[目標]
以下の五反田のまちづくりの記事から、次の問いに答えよ。
(a) 「旧ゆうぽうと」の跡地開発は何と称されているか。
(b) 総合流通の拠点として知られる建物は何か。
(c) 話を伺うために訪ねた先はどこか。

[抜粋資料]
┏━━

“地域の人たちと一緒に街の未来をつくる”五反田のまちづくり/品川区都市環境部都市開発課(東京都)
現在、「五反田計画(仮称)」と称される「旧ゆうぽうと」の跡地開発や、総合流通の拠点として知られる「TOCビル」の建て替えを機に、まちづくりへの機運が高まっている五反田エリア。近年は「五反田バレー」に象徴されるITベンチャー・スタートアップ企業が集まる街などとしても注目を集め、この街がどのような未来像を描きまちづくりを進められていくのかという点に関心が高まっている。
今回は品川区役所を訪ね、都市開発の視点から、五反田エリアのこれまでのまちづくりや今後のビジョンについてお話を伺った。
五反田エリアを含む〈大崎地区〉のこれまでの変遷
――五反田駅周辺エリアのまちづくりの歴史や取り組みについて教えてください。

┗━━

コレクションの記録:
┏━━

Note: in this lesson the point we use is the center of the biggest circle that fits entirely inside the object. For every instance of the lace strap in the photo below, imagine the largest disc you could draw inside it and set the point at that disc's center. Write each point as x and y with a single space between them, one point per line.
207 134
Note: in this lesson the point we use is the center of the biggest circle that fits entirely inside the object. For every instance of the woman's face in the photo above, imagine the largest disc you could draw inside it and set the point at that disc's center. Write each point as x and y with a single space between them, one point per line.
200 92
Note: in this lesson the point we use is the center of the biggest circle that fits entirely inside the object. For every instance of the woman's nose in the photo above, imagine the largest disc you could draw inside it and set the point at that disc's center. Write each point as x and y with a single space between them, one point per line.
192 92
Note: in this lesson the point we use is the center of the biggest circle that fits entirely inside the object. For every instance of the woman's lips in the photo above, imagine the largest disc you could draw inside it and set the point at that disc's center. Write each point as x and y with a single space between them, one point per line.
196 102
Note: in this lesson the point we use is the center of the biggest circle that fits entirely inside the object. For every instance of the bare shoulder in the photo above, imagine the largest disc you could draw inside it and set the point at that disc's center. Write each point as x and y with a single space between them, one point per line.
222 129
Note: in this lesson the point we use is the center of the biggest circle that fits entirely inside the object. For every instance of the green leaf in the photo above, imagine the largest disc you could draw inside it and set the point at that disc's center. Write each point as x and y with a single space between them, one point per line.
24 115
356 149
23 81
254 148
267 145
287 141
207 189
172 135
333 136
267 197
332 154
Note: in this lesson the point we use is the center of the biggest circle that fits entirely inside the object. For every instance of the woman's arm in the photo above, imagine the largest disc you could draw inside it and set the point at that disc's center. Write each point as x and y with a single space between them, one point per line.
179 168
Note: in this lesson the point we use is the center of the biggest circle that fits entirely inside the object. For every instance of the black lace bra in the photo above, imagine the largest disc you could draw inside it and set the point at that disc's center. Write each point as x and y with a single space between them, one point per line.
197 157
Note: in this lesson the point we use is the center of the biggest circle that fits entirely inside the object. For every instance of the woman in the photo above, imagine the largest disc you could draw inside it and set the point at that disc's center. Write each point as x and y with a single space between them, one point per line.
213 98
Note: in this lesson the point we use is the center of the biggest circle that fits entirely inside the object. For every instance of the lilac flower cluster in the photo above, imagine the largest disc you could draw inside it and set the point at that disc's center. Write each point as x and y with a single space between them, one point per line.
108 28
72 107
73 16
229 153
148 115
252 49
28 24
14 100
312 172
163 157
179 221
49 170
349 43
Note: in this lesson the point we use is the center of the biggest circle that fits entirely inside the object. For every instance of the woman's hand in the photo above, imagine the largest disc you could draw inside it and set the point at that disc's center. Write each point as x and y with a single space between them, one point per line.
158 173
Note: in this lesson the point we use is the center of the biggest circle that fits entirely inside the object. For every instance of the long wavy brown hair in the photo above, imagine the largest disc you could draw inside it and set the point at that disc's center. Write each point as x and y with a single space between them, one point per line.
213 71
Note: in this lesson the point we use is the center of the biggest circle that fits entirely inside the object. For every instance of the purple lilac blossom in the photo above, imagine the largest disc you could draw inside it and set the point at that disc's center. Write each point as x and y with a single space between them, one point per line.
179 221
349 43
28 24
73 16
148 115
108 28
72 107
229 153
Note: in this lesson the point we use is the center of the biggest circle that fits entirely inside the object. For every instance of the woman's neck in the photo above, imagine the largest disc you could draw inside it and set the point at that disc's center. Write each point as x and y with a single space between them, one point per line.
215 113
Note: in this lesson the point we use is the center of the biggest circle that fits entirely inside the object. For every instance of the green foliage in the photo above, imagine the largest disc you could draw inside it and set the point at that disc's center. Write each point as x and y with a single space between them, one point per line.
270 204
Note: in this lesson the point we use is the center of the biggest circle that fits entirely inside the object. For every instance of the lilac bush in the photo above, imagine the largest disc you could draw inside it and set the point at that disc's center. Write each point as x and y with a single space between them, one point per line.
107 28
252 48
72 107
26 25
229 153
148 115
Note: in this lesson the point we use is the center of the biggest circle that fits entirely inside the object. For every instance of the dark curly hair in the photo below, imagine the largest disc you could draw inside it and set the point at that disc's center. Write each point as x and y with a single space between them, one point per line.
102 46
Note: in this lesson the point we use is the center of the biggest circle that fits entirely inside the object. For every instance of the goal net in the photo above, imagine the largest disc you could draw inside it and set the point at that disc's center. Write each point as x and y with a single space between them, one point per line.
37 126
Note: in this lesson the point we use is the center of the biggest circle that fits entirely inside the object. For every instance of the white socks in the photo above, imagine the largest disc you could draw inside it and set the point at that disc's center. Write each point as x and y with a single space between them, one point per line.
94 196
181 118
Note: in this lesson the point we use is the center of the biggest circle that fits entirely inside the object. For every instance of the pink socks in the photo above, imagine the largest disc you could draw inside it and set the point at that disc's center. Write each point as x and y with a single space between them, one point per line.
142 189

┗━━

[記述回答]
(a) 「五反田計画(仮称)」
(b) 「TOCビル」
(c) 品川区役所